Using the records below, copy out exactly the line that contains "Where can the paper" and every line that follows it, up to and including the last, and no others.
Items start
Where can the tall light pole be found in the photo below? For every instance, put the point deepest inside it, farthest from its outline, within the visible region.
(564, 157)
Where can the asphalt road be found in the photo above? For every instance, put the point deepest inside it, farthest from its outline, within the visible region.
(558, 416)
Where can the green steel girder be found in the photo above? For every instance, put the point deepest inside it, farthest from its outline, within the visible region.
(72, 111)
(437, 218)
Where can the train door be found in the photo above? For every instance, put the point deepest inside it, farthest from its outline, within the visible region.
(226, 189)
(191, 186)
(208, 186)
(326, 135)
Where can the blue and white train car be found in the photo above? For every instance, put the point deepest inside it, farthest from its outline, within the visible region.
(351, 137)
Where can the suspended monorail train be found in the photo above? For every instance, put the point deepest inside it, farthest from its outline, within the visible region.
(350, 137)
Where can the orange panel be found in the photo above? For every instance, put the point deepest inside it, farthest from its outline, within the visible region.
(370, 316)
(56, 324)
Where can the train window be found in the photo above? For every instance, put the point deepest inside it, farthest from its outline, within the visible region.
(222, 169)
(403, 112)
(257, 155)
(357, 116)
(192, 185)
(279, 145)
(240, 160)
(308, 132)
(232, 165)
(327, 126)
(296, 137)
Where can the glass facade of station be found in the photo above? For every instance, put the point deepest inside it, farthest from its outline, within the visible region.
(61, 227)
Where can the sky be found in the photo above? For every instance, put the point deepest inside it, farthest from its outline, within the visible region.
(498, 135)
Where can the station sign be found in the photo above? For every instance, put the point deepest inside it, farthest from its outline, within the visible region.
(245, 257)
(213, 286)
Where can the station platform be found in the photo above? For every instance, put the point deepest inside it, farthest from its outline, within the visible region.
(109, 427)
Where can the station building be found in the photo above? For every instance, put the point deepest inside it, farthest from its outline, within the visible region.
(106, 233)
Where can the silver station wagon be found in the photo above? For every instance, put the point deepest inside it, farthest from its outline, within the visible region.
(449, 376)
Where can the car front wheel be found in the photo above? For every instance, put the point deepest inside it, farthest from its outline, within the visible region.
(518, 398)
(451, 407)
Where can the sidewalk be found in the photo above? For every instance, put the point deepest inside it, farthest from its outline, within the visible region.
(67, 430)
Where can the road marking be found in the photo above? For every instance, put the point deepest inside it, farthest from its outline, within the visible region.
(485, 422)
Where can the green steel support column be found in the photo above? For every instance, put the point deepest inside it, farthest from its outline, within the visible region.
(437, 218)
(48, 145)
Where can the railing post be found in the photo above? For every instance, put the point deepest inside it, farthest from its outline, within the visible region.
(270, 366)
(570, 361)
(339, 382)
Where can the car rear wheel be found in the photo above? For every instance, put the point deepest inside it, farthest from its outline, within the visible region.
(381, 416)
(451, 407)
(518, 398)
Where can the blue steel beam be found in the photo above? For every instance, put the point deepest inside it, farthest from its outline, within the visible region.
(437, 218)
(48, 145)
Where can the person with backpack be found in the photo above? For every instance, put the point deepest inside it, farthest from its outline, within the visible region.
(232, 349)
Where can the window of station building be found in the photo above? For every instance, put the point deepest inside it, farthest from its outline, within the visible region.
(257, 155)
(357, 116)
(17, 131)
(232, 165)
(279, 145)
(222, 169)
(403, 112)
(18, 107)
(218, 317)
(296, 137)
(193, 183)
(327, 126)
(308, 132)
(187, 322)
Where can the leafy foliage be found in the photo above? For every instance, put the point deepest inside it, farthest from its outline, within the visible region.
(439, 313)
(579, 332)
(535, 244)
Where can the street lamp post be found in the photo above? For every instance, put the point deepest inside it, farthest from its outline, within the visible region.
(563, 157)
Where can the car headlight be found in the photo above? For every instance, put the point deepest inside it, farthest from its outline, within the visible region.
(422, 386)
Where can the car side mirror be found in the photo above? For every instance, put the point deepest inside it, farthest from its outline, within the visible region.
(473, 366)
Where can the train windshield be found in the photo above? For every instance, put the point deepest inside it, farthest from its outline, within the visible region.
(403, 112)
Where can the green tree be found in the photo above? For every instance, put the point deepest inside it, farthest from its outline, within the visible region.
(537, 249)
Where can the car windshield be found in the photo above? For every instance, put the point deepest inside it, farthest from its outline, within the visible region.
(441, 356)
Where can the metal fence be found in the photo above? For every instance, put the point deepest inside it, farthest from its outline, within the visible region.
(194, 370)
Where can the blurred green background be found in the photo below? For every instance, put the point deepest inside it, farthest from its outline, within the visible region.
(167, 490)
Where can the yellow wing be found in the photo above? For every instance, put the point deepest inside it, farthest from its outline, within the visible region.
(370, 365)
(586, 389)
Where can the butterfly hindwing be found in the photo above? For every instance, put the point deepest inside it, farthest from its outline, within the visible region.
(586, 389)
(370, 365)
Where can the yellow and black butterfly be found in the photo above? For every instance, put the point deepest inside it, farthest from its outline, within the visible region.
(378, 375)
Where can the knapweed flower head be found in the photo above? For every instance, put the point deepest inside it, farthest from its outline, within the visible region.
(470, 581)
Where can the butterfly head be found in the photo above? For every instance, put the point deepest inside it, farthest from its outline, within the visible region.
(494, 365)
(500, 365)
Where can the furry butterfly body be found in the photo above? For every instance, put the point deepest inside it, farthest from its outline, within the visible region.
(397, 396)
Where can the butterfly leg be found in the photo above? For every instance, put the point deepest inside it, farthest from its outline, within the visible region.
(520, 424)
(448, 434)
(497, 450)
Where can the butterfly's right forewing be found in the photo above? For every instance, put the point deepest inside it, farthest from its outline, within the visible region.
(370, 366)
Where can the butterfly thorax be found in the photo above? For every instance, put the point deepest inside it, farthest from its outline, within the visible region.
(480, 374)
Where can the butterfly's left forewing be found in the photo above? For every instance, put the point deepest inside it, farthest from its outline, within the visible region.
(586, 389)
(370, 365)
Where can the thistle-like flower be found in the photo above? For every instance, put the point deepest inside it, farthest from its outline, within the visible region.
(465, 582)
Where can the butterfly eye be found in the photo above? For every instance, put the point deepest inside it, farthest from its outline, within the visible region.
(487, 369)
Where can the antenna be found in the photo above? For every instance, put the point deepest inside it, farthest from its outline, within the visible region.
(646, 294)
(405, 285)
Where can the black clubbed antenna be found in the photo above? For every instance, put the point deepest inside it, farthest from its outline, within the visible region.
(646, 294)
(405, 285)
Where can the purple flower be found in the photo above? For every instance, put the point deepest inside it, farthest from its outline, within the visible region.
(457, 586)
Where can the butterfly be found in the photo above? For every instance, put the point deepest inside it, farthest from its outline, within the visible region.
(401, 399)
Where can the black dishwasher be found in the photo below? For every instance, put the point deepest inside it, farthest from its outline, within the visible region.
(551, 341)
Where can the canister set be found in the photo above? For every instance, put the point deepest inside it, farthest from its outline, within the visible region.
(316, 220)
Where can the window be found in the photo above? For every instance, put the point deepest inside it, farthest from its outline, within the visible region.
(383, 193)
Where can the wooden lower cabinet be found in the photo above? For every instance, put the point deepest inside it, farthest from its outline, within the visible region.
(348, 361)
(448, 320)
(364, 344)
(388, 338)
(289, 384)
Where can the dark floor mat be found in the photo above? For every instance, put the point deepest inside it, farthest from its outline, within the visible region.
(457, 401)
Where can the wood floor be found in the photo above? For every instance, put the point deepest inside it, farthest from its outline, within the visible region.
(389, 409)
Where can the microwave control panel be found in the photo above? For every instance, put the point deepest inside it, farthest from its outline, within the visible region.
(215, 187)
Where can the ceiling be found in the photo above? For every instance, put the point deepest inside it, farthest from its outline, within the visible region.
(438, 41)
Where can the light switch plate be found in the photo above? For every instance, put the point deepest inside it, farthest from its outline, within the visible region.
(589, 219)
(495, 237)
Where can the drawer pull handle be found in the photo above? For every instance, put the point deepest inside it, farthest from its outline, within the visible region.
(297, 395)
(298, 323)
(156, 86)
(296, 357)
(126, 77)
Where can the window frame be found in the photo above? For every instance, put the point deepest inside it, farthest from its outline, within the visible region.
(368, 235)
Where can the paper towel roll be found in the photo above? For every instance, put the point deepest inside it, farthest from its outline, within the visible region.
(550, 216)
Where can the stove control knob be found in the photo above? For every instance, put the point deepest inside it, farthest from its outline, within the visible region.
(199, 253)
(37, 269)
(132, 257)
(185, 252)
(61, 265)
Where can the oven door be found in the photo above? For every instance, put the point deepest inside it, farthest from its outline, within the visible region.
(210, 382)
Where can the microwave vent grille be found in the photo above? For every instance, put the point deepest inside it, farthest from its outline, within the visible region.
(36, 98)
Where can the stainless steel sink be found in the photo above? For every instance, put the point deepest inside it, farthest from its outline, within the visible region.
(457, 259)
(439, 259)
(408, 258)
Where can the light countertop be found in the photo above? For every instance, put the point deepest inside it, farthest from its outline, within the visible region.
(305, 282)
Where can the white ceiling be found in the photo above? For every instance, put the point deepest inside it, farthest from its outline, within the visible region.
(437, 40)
Items end
### Answer to this task
Where can the paper towel roll be found in the photo above? For every instance, put the point deepest inside it, farthest from its outline, within the visible region.
(550, 216)
Where can the stove control knob be found in the photo above? For every instance, put the point deepest inside it, farthest from its outline, within the visible region.
(199, 253)
(37, 269)
(132, 257)
(185, 252)
(61, 265)
Where can the oven door be found in the photo above? For every instance, put the point deepest inside it, farthest from its outline, within the visible region.
(210, 382)
Where can the microwave vent grille be found in the photo above? For every instance, put the point deepest inside it, farthest from its outline, within the visible region.
(36, 98)
Where can the stainless steel sink be found in the photo above? For every instance, put the point deepest inside it, farthest from its outline, within the visible region.
(457, 259)
(439, 259)
(408, 258)
Where can the light countertop be found in the photo above? For every instance, put the point deepest inside it, farthest from its outline, within the visible region.
(305, 282)
Where can the white ceiling be found in the photo above? For every instance, put the point deepest inside it, farthest from its outline, within the visible region.
(437, 40)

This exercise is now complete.